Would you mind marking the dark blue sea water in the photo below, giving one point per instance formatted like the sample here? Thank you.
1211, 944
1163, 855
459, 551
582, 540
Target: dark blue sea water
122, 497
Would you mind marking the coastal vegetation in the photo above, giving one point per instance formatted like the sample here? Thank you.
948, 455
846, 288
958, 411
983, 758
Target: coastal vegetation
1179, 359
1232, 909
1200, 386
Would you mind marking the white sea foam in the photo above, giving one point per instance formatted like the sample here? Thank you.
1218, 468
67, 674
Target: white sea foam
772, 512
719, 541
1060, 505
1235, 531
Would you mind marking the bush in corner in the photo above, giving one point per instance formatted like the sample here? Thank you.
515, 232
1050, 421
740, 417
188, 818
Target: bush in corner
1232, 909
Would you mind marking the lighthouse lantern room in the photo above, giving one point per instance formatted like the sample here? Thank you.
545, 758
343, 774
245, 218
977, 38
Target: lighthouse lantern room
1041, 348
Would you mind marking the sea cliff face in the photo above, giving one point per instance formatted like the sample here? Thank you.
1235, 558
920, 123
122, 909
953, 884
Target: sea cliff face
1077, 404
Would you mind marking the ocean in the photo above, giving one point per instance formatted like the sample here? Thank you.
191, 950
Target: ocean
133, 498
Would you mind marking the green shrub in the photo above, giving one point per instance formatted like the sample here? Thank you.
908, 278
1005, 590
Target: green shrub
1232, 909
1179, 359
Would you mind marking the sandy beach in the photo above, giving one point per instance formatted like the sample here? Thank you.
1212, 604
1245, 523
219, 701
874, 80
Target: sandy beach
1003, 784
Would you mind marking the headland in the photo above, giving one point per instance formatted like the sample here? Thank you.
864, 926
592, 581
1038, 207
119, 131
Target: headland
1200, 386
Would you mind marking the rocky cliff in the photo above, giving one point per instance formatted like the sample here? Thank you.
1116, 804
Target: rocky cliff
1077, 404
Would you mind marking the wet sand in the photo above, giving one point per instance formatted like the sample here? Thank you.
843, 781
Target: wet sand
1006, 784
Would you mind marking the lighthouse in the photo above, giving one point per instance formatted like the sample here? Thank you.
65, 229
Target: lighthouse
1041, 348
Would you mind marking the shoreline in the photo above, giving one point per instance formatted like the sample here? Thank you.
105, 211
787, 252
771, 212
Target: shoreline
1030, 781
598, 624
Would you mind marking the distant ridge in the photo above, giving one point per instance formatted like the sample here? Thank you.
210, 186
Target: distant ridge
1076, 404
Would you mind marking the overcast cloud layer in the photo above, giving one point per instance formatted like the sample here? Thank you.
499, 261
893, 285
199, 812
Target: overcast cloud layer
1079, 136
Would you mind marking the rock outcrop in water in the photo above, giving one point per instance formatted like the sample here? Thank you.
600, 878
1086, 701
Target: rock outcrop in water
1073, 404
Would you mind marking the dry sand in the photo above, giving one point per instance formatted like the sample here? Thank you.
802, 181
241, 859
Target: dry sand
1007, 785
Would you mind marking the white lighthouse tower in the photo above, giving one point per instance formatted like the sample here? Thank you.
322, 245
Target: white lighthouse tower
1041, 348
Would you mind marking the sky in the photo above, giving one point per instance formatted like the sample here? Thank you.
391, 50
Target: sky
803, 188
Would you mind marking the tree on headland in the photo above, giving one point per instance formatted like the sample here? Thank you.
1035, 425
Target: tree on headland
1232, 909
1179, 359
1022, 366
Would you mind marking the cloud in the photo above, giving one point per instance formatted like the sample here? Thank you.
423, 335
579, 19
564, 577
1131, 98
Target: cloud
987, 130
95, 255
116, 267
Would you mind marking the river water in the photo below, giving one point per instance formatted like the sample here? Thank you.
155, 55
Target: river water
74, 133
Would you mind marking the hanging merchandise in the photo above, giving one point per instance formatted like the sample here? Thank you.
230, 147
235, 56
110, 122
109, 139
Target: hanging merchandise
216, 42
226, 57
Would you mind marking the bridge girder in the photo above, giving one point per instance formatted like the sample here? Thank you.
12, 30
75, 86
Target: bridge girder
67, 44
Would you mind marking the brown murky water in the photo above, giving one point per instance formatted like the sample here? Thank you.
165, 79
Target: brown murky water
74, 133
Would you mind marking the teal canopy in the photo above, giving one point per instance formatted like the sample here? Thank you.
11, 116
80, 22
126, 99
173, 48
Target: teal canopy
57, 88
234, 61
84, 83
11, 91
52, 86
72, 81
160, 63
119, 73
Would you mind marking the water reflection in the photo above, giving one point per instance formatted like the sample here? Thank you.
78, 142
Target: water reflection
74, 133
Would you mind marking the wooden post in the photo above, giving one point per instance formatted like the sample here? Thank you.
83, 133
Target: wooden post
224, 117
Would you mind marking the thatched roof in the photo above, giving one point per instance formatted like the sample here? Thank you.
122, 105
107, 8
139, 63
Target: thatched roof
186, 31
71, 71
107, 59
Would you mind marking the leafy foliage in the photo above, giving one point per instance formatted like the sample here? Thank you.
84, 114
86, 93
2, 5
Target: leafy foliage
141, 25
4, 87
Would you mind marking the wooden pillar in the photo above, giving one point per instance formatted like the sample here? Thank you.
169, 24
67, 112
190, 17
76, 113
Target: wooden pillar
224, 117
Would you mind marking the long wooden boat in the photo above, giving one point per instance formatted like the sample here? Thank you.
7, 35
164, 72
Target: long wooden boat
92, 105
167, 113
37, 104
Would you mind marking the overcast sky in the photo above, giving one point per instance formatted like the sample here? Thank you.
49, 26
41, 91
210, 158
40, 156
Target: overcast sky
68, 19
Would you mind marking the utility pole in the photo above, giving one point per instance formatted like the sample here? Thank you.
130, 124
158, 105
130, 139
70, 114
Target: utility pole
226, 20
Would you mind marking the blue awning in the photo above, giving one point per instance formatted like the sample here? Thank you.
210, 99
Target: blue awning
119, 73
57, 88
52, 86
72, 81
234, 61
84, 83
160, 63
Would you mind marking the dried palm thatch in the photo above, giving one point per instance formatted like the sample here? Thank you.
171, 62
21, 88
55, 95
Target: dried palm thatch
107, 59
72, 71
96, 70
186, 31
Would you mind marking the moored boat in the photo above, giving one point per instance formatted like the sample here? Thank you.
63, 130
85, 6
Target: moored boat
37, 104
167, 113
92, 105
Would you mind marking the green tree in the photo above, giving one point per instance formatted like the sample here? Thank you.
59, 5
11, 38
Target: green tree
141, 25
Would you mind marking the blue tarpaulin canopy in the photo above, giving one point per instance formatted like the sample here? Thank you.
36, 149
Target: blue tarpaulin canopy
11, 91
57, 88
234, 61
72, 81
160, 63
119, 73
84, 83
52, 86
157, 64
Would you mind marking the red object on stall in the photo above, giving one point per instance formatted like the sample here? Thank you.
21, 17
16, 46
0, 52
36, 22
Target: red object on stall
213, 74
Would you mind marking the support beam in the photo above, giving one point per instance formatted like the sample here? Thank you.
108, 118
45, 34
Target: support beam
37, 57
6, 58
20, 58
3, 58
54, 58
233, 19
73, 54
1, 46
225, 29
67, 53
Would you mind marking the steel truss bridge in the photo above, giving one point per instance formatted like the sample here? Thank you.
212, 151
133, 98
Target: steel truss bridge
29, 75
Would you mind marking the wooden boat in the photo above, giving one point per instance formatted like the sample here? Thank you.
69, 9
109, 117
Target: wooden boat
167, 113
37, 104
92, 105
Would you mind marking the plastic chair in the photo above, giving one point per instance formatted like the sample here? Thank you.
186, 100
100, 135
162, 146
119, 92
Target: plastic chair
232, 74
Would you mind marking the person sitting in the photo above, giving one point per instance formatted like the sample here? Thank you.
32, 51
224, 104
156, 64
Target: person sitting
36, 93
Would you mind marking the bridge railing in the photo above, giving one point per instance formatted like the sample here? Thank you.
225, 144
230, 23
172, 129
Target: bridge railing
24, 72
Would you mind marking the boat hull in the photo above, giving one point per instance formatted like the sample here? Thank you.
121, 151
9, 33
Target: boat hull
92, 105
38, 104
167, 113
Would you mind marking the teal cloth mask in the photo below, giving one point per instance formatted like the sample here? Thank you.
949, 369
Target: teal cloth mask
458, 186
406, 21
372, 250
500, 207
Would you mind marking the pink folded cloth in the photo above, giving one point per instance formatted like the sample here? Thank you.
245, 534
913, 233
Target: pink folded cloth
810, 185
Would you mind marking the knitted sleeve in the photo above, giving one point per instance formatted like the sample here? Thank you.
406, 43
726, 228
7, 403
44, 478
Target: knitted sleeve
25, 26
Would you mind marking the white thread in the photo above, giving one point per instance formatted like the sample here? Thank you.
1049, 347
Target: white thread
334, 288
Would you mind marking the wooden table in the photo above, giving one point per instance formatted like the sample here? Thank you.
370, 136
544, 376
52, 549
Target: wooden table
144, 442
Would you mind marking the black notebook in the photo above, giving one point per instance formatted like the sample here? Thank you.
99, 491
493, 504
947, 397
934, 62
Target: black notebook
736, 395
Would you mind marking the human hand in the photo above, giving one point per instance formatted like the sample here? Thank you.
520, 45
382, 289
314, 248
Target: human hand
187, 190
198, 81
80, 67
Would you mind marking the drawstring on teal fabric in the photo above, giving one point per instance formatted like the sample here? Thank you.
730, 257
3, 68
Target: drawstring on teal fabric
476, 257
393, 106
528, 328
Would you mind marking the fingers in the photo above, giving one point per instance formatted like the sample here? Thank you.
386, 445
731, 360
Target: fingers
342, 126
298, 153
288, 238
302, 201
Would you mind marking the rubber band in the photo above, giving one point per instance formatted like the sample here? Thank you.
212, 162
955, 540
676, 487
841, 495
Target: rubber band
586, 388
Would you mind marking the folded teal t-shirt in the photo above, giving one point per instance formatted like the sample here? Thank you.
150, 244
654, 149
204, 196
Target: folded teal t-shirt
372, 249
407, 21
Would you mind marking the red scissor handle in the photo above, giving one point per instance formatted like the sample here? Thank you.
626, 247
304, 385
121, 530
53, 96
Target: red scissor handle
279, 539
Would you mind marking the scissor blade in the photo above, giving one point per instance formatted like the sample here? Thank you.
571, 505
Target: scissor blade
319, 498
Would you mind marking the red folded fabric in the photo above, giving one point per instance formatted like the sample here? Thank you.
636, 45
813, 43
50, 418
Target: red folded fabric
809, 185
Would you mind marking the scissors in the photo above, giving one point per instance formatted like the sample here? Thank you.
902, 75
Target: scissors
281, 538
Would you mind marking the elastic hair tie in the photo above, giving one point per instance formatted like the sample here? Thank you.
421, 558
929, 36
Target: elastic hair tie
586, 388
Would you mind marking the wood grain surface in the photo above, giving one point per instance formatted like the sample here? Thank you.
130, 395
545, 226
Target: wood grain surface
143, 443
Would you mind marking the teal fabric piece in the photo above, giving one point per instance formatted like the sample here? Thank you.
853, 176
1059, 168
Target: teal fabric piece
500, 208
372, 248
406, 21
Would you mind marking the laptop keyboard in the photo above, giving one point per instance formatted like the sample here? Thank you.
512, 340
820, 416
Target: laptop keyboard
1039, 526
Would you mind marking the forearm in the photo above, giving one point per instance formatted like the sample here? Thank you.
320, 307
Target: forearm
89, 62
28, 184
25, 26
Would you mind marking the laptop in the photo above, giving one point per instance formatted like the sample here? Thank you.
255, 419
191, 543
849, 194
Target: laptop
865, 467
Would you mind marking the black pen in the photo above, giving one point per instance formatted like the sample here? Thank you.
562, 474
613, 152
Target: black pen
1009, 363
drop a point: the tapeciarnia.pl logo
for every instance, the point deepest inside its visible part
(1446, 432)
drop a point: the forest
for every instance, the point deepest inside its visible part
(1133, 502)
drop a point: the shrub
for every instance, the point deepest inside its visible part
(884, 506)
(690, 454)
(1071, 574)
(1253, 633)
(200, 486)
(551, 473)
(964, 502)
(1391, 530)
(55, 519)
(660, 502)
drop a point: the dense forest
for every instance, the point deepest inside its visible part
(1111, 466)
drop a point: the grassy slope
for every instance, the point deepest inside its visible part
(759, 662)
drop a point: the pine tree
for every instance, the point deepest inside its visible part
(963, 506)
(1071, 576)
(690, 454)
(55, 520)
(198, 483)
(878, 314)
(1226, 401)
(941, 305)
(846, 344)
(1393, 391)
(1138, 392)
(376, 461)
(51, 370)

#### [YOUR OBJECTIVE]
From the data above, copy out every line with the string "drop" in it.

#### [RESPONSE]
drop a point: the tapeciarnia.pl logo
drop a point: the forest
drop a point: the shrub
drop a point: the dense forest
drop a point: the grassy slope
drop a point: the pine tree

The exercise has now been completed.